В ходе «великих реформ» 1860-х годов традиционный облик всех российских сословий — от крестьян до дворянства — резко изменился. Купечество перемены затронули в меньшей мере, нежели прочие сословия — или, по крайней мере, были не столь стремительны.
Как ни парадоксально, именно в среде торгово-промышленного люда, ворочавшего крупными капиталами, дольше всего сохранялось православное мировоззрение — и связанный с ним патриархальный уклад жизни. Одна из примет этого быта — то, что еще и в конце XIX столетия в купеческой иерархии празднеств церковные праздники стояли гораздо выше светских. Главным «зимним» праздником оставалось Рождество Христово.
К Рождеству в купеческих семьях готовились загодя. Сорокадневный Рождественский пост, начинавшийся 15 ноября и длившийся по 24 декабря, обычно держали строго. Купец Н. А. Варенцов, родившийся в 1862 году, вспоминал: «Во время моего детства посты соблюдались строго, если можно считать за строгость отсутствие мяса, рыбы, молочных продуктов и животного масла, заменяемых вкусными кушаньями, где вместо мяса и рыбы были грибы; молоко заменялось миндальным, подаваемым к чаю, к кашам и другим сладким блюдам». Одновременно начинались приятные хлопоты, связанные с грядущим праздником: хозяйка дома готовила подарки для детей, крестников и прислуги. Подарки тщательно прятались от любопытных глаз.
Последняя неделя поста целиком отдавалась уборке жилища и закупке снеди. По словам того же Варенцова, «...за неделю до Рождества Христова радивые хозяйки начинали убирать свои квартиры, в это время превращавшиеся по виду, как будто было нашествие Батыя: вся мебель сдвинута со своих мест, сняты образа, зеркала, картины; окна, двери без драпировок; полы без ковров и половичков. Комнаты наполнялись суетливой прислугой... все они с босыми ногами, с заткнутыми подолами, с ведрами, мойками, швабрами, мочалками неистово мыли, вытирали и выметали скопившуюся пыль и грязь, полировали мебель смесью деревянного масла со скипидаром; с высоких стремянок тщательно промывали люстры, канделябры, бра, вставляя свежие свечи. Уборка начиналась обыкновенно с парадных комнат, постепенно переходя на жилые и тем внося большой сумбур в жизнь лиц, принужденных в это время быть дома». В итоге дом принимал праздничный вид. Окна и двери украшались нарядными драпировками, полы застилались мягкими коврами, по комнатам разливалось приятное благоухание помещенных в жардиньерки цветов, а перед блестящими ризами икон теплились лампадки.

ЗАПИСАННЫЕ СВЕДЕНИЯ:
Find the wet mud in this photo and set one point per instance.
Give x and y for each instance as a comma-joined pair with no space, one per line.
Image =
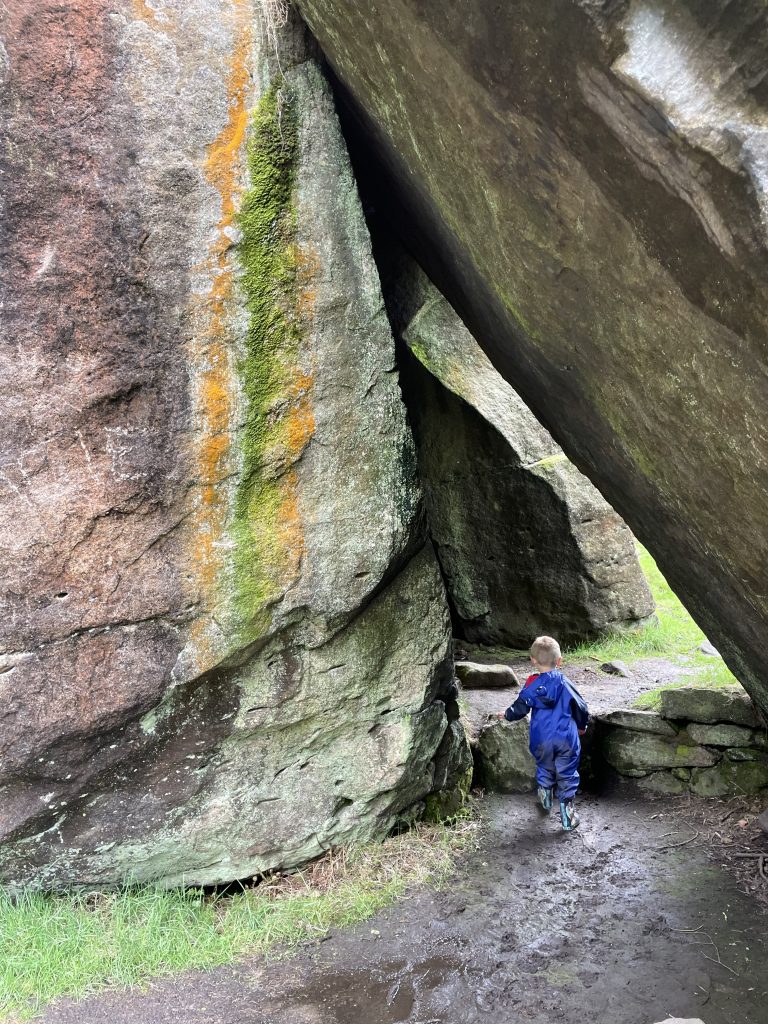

ПОСТАВЛЕННАЯ ЗАДАЧА 1: Перечислите, пожалуйста, продукты, отсутствие которых во время постов Варенцов в тексте о купеческом Рождестве считает строгостью.
ПОСТАВЛЕННАЯ ЗАДАЧА 2: Обновите в тексте о купеческом Рождестве фрагмент, который открывают слова «Как ни парадоксально, именно», а завершают «оставалось Рождество Христово.», поставив «традиционный уклад» вместо «патриархальный уклад».
ПОСТАВЛЕННАЯ ЗАДАЧА 3: Продолжите рассказ о подготовке купеческих семей к Рождеству после его последнего предложения.

РЕЗУЛЬТАТ ЗАДАНИЯ 1: Мясо, рыба, молочные продукты, животное масло.

РЕЗУЛЬТАТ ЗАДАНИЯ 2:
Как ни парадоксально, именно в среде торгово-промышленного люда, ворочавшего крупными капиталами, дольше всего сохранялось православное мировоззрение — и связанный с ним традиционный уклад жизни. Одна из примет этого быта — то, что еще и в конце XIX столетия в купеческой иерархии празднеств церковные праздники стояли гораздо выше светских. Главным «зимним» праздником оставалось Рождество Христово.

РЕЗУЛЬТАТ ЗАДАНИЯ 3:
Одной лишь уборкой хлопоты не заканчивались: в последние дни Рождественского поста хозяйкам предстояло объехать рынки и запастись продуктами на все праздники, да еще так, чтобы ни за что не переплатить — между купеческими женами велось негласное соревнование: кто лучше хозяйничает. Купец Иван Кубасов делился воспоминаниями своего детства: «Уже заказаны «коцинские» окорока, магазин Миленышева, что был на Мытном рынке, должен поставить традиционных гусей и молочных поросят для заливного и жареного, ну а все остальное, разумеется, из нашего магазина. Мамочка взяла нас на Мытный рынок. Мы пришли в живорыбные садки бр. Стрельниковых. Там круглый год живая рыба: осетрина и стерлядь, судаки и лещи, жерехи и лещи, караси, окуни и проч. А пироги с рисом и осетриной, с рисом и соминой, заливной судак, отварная и паровая осетрина, стерлядь горячего копчения...»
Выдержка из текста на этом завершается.